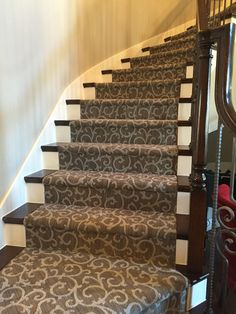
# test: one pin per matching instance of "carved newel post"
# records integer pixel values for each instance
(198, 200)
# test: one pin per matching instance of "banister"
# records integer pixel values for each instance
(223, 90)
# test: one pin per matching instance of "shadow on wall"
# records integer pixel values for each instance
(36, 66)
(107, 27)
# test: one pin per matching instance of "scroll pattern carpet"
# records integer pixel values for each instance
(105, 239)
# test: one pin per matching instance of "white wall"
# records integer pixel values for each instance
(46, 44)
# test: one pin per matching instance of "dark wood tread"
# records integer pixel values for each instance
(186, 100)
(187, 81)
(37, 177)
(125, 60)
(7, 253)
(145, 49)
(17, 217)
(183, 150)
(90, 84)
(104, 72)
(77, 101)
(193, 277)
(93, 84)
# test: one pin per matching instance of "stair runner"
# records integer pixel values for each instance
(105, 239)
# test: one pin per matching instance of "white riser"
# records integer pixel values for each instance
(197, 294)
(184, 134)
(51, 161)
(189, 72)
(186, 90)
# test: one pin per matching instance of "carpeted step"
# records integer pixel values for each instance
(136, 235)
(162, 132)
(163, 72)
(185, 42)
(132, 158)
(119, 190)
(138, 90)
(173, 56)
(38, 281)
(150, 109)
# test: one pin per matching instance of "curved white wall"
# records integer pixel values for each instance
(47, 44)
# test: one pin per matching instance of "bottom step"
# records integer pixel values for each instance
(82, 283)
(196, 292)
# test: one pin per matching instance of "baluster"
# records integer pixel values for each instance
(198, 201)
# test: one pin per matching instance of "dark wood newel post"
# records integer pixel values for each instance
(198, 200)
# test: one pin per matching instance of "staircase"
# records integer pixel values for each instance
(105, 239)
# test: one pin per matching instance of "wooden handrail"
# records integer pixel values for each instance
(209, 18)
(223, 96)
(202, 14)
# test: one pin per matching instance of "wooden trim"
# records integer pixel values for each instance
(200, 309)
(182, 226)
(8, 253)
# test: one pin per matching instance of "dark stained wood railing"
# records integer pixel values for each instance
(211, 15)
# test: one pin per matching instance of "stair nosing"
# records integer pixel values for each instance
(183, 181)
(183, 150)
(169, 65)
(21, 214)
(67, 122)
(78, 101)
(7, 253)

────────

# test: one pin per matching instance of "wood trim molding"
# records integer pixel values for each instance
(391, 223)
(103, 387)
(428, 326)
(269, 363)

────────

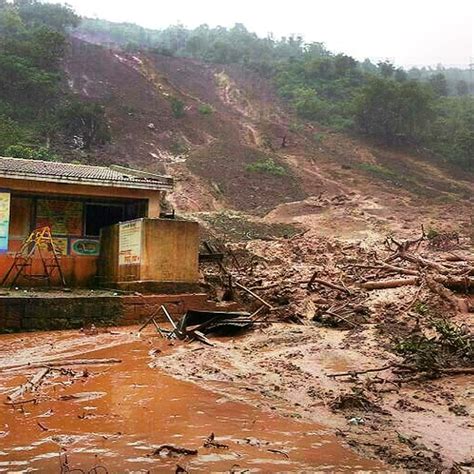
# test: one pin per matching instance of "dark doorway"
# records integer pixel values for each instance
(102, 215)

────────

**To do:** Please pull out every line of the records that contains the string "newel", matching case exactly.

**The output:**
# test: one pin per matching instance of "carved newel post"
# test: one pin per matching instance of "dark wood newel post"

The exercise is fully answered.